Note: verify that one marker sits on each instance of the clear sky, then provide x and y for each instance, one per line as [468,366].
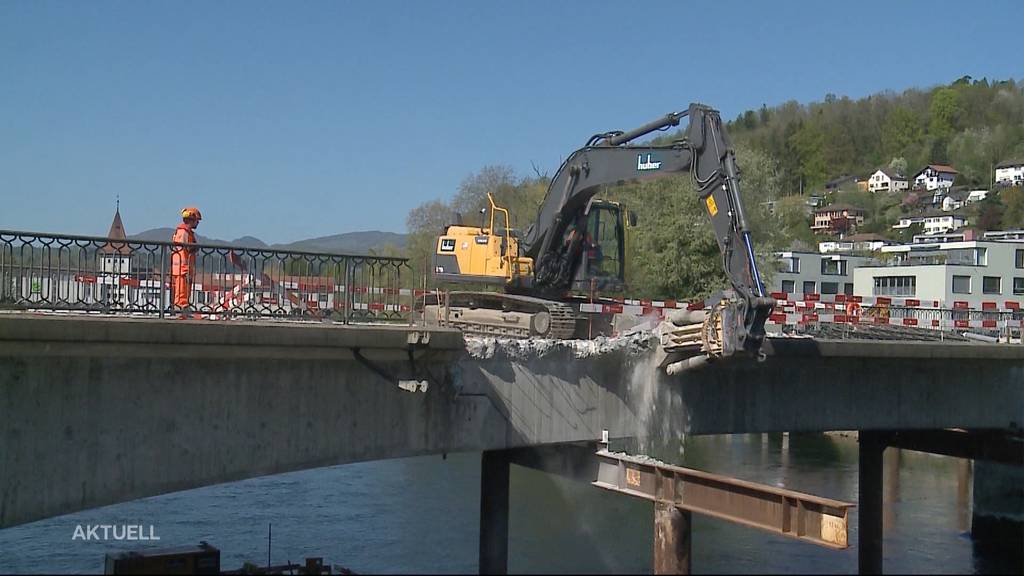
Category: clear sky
[292,120]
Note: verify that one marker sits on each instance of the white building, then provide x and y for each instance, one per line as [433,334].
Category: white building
[973,272]
[1010,173]
[976,196]
[935,176]
[885,179]
[934,222]
[855,243]
[1004,235]
[811,273]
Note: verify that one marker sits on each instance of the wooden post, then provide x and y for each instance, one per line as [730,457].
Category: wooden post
[672,539]
[869,521]
[494,512]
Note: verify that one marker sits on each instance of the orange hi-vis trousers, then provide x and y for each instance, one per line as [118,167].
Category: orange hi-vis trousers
[182,289]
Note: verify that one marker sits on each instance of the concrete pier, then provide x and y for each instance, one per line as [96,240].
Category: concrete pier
[101,410]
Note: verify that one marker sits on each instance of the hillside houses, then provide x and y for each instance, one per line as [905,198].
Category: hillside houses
[935,176]
[934,221]
[885,179]
[838,218]
[1010,173]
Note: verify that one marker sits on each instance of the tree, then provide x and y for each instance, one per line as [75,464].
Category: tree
[808,144]
[945,113]
[900,131]
[1013,199]
[990,212]
[898,165]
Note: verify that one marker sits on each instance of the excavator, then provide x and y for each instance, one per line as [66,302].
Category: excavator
[577,245]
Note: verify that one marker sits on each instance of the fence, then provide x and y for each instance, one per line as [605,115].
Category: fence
[997,319]
[44,272]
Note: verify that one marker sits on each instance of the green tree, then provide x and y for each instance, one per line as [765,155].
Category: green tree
[901,130]
[808,144]
[898,165]
[945,113]
[1013,199]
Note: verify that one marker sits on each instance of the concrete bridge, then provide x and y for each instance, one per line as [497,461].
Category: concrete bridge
[100,410]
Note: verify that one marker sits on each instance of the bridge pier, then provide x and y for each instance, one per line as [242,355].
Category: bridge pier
[869,509]
[495,511]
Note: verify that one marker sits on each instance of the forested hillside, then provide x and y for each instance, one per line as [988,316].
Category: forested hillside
[970,124]
[785,154]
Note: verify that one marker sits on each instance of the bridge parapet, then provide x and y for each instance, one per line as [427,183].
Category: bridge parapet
[47,272]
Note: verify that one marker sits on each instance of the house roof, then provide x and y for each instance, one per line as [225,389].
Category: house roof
[893,175]
[840,208]
[942,168]
[866,237]
[940,213]
[117,233]
[841,179]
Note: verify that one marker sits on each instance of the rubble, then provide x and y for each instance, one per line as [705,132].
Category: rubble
[634,343]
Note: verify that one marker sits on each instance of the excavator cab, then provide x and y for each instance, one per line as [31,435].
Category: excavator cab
[602,268]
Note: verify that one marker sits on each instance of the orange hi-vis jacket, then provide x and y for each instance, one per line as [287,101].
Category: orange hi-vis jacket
[182,258]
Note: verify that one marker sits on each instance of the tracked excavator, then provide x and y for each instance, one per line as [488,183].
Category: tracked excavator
[577,245]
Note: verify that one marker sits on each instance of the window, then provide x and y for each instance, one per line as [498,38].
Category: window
[962,285]
[790,265]
[991,285]
[833,268]
[895,285]
[968,256]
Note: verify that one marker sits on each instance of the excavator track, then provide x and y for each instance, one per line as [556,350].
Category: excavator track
[510,316]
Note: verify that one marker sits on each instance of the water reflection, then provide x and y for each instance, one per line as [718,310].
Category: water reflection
[421,515]
[927,511]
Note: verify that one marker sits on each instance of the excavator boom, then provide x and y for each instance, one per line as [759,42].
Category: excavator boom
[707,155]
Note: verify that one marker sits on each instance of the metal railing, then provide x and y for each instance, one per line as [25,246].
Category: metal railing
[1004,326]
[47,272]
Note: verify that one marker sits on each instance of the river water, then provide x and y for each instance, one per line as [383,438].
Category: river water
[421,515]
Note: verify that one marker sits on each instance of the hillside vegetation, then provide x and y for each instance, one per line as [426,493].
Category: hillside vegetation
[784,154]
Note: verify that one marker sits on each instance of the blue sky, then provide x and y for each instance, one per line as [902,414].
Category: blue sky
[294,120]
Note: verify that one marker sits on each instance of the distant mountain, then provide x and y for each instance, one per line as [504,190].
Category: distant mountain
[350,242]
[347,243]
[165,234]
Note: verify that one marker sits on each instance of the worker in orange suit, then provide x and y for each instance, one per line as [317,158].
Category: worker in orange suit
[183,258]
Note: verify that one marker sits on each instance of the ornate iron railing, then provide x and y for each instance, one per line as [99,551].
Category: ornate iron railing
[47,272]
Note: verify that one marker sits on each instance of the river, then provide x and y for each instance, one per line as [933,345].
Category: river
[421,515]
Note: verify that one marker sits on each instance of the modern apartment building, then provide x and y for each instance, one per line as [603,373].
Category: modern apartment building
[812,273]
[972,272]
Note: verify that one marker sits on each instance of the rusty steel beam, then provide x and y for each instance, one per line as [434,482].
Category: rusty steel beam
[807,518]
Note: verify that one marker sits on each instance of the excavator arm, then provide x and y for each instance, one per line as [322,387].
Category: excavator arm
[707,155]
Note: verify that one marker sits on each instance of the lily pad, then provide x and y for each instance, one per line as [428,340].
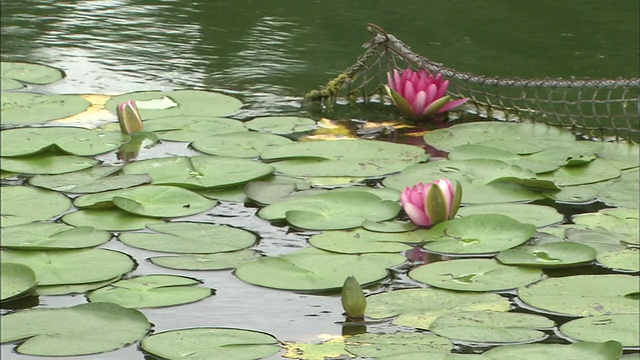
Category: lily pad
[477,234]
[43,236]
[211,343]
[109,219]
[623,328]
[72,140]
[151,291]
[30,73]
[47,164]
[22,108]
[316,270]
[281,124]
[369,345]
[557,254]
[157,104]
[537,215]
[190,238]
[17,280]
[22,204]
[356,158]
[584,295]
[205,262]
[93,180]
[610,350]
[79,330]
[200,172]
[492,327]
[474,275]
[72,266]
[420,307]
[242,144]
[332,210]
[192,128]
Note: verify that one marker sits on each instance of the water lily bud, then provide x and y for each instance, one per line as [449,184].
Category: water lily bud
[129,117]
[419,94]
[353,300]
[432,203]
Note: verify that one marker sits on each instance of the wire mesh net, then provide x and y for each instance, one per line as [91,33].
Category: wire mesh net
[597,108]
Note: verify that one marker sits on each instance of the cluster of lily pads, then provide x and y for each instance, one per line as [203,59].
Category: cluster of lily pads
[65,196]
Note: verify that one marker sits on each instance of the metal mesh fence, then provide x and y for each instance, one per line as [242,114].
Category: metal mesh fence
[597,108]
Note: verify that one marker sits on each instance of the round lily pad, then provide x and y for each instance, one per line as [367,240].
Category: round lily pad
[43,236]
[72,266]
[79,330]
[477,234]
[624,328]
[474,275]
[316,270]
[151,291]
[242,144]
[281,124]
[420,307]
[157,104]
[22,204]
[492,327]
[17,280]
[200,172]
[211,343]
[190,238]
[557,254]
[22,108]
[584,295]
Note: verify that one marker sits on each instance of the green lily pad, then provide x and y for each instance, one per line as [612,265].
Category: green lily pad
[537,215]
[332,210]
[211,343]
[315,270]
[281,124]
[474,275]
[17,280]
[205,262]
[584,295]
[190,238]
[43,236]
[524,137]
[610,350]
[418,308]
[89,181]
[47,164]
[22,204]
[30,73]
[199,172]
[79,330]
[192,128]
[361,158]
[370,345]
[109,219]
[157,104]
[22,108]
[557,254]
[477,234]
[72,266]
[242,144]
[492,327]
[72,140]
[151,291]
[623,328]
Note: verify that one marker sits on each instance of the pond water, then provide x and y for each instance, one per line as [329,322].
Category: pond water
[270,54]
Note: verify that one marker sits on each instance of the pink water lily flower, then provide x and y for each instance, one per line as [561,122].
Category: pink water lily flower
[419,94]
[432,203]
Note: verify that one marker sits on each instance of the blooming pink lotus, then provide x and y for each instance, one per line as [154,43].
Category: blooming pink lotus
[419,94]
[433,203]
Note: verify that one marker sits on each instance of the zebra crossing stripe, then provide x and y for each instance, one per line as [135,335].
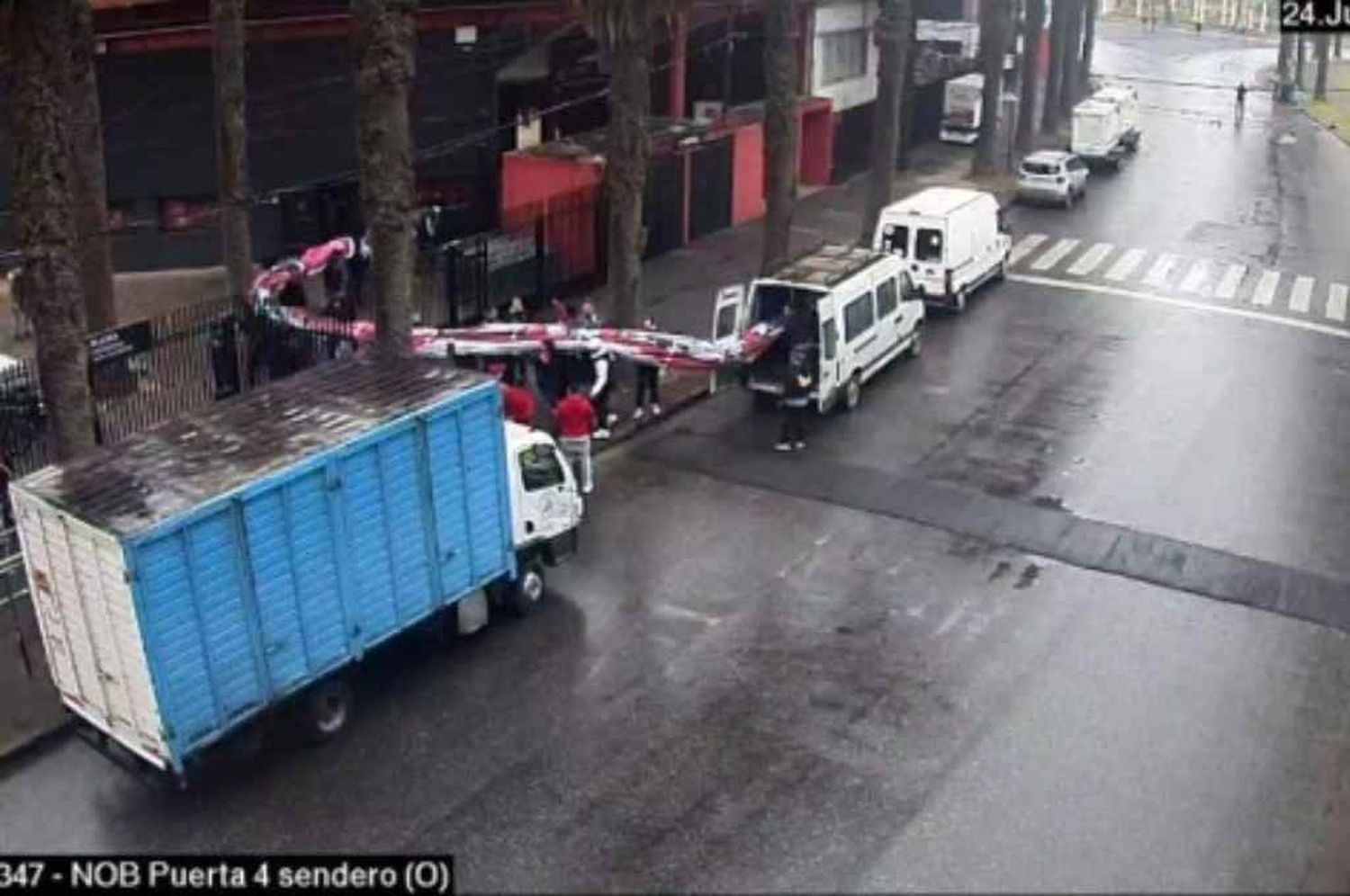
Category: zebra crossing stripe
[1026,246]
[1091,259]
[1125,264]
[1336,301]
[1265,288]
[1055,255]
[1196,277]
[1300,299]
[1157,274]
[1228,286]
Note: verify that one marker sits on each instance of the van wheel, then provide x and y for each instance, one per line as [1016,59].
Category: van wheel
[526,591]
[852,393]
[326,710]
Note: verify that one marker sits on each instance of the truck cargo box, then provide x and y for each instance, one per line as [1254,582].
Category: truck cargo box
[207,569]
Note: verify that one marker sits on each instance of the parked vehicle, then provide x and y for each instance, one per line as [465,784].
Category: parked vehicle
[1052,175]
[1128,105]
[853,312]
[952,240]
[963,100]
[1098,135]
[237,561]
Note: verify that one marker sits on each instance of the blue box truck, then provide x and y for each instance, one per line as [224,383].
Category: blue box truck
[238,560]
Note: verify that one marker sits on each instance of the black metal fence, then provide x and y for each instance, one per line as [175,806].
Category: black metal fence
[153,370]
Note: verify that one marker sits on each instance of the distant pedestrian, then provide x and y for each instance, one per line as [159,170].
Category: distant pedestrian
[648,383]
[588,318]
[796,399]
[602,386]
[575,421]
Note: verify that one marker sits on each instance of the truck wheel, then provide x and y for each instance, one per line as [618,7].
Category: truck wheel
[326,710]
[526,591]
[853,393]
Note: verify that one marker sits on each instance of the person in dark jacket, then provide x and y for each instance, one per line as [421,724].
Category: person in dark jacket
[796,399]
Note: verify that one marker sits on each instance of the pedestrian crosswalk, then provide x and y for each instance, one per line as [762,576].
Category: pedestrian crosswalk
[1161,272]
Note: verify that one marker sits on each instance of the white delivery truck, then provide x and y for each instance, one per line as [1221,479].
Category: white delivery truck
[950,239]
[852,310]
[1128,107]
[963,99]
[1098,135]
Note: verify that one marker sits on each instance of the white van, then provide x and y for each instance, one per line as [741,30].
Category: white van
[950,239]
[1128,108]
[963,100]
[1098,134]
[852,309]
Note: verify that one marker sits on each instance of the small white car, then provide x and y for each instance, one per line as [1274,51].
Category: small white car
[1052,175]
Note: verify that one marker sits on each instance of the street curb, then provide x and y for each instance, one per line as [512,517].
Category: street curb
[16,750]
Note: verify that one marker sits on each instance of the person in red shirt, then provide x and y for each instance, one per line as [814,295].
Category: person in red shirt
[575,421]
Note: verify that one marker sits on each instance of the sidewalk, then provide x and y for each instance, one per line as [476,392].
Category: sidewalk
[1336,111]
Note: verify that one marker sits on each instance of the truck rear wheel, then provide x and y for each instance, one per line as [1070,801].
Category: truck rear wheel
[324,712]
[526,591]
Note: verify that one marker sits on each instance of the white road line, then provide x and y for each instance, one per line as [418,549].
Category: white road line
[1091,259]
[1265,288]
[1157,274]
[1026,246]
[1125,264]
[1055,255]
[1300,297]
[1228,286]
[1196,278]
[1080,286]
[1336,301]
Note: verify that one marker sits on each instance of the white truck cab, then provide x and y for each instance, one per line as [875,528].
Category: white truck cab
[852,309]
[950,240]
[1098,132]
[544,499]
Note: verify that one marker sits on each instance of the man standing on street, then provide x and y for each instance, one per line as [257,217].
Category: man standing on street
[575,421]
[796,388]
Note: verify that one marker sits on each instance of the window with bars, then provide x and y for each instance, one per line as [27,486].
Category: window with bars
[842,56]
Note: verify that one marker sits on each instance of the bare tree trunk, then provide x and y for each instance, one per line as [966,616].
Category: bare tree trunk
[893,29]
[993,48]
[385,38]
[1030,73]
[626,173]
[227,54]
[780,130]
[37,64]
[1299,59]
[1072,48]
[89,175]
[1319,89]
[1050,112]
[1088,45]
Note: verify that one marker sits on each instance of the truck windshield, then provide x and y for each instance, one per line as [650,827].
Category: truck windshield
[771,301]
[896,237]
[928,245]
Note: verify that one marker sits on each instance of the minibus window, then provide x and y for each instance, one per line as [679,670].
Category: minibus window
[928,245]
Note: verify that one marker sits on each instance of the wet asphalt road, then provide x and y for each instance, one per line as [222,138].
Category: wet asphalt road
[740,687]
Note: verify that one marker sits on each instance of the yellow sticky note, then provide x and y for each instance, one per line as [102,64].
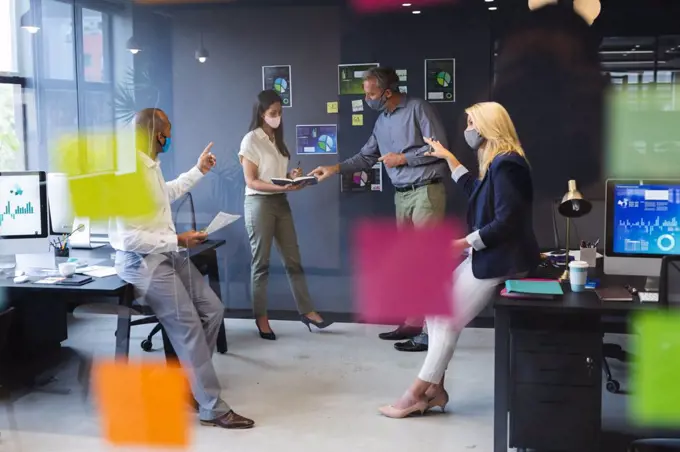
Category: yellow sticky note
[143,404]
[103,184]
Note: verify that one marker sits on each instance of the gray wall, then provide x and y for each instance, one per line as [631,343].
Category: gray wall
[213,102]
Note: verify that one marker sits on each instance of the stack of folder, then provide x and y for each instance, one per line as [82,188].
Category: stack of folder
[542,289]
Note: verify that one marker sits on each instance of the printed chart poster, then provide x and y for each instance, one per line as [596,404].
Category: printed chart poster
[440,80]
[279,79]
[351,78]
[317,139]
[363,181]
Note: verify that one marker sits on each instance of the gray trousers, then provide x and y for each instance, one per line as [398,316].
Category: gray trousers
[269,220]
[191,315]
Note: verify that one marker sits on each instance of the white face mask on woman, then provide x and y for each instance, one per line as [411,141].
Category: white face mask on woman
[274,123]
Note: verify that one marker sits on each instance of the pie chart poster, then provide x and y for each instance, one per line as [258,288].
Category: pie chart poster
[279,79]
[440,80]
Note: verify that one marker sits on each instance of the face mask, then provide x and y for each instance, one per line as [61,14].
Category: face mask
[473,139]
[274,123]
[166,147]
[378,104]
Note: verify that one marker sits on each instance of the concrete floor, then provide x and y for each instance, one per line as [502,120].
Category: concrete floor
[307,392]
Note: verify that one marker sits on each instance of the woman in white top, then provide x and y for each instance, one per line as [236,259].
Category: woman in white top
[264,155]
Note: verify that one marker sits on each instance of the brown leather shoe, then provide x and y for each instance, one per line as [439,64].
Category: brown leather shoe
[230,420]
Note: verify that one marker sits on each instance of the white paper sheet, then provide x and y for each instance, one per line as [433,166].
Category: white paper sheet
[220,221]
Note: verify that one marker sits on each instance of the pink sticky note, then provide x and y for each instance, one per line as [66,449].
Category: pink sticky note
[403,272]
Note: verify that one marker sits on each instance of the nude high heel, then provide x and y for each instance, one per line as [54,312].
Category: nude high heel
[440,400]
[418,407]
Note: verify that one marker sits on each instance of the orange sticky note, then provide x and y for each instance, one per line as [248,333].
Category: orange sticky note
[143,404]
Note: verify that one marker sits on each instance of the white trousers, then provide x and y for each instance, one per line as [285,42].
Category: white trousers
[469,297]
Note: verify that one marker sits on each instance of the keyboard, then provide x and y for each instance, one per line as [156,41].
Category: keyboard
[648,297]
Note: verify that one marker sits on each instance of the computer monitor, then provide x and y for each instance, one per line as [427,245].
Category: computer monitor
[642,226]
[23,213]
[61,212]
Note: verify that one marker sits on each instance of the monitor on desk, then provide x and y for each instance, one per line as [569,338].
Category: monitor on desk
[61,213]
[642,226]
[23,213]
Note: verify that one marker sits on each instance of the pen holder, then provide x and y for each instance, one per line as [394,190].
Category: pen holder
[588,255]
[61,252]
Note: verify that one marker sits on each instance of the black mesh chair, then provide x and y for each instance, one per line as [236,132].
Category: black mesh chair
[202,263]
[669,295]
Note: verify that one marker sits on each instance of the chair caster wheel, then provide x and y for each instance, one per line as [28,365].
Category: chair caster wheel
[613,386]
[147,345]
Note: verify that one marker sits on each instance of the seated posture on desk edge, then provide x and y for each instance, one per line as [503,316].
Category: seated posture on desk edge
[148,257]
[501,236]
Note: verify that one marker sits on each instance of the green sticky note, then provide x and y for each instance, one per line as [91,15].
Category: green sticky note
[655,388]
[102,183]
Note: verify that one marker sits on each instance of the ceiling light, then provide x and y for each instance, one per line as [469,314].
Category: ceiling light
[202,54]
[133,46]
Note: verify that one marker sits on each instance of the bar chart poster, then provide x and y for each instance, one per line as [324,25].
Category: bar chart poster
[440,80]
[20,205]
[279,78]
[317,139]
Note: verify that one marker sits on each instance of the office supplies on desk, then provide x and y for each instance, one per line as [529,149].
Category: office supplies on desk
[533,287]
[614,293]
[75,280]
[97,271]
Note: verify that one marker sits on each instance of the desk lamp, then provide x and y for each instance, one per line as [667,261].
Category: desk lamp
[572,206]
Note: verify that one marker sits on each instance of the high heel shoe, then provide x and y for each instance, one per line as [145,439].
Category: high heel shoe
[309,322]
[440,400]
[268,336]
[419,407]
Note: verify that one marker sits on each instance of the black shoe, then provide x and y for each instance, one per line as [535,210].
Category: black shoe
[401,333]
[268,336]
[410,346]
[308,322]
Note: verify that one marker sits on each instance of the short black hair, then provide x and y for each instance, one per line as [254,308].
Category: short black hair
[386,77]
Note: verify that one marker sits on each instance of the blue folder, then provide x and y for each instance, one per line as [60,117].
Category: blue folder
[534,287]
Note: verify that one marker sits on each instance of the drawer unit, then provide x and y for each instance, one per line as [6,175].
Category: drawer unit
[552,369]
[555,395]
[555,418]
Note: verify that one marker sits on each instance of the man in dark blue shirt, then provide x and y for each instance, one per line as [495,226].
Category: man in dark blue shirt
[397,142]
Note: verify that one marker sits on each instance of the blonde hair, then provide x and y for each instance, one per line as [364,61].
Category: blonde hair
[493,123]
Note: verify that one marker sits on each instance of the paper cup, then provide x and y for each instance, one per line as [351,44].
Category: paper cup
[578,275]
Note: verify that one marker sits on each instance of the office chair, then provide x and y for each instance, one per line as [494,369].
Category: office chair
[669,294]
[147,344]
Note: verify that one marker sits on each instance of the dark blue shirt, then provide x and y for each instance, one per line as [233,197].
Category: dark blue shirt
[401,132]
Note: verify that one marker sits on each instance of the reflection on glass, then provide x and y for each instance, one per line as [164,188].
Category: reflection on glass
[8,62]
[93,46]
[12,150]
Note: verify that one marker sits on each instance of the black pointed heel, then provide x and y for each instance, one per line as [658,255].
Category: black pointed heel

+-------+

*What the task asks*: Rewrite the lines from the one containing "line as [494,369]." through the end of the rows as a Markdown table with two columns, Line and Text, numbering each line and leaving out any blank lines.

*Result*:
| Line | Text |
|---|---|
| 1 | Note: verify that one marker sits on each instance of the office chair, then provide x and y for each instance, one per line as [494,369]. |
| 2 | Category: office chair |
| 3 | [669,294] |
| 4 | [147,344] |
| 5 | Note: verify that one marker sits on each instance of the dark blue shirt, then provide x and y for each instance, one per line as [233,197]. |
| 6 | Category: dark blue shirt |
| 7 | [401,132] |
| 8 | Note: verify that one marker sits on each instance of the reflection on glass, then provide x and y for each instance, one per line as [164,188]. |
| 9 | Category: reflection on glass |
| 10 | [8,62] |
| 11 | [93,46] |
| 12 | [12,150] |
| 13 | Note: verify that one marker sits on each instance of the black pointed heel, then provide x and y for each instance, one per line as [658,255]. |
| 14 | Category: black pointed heel |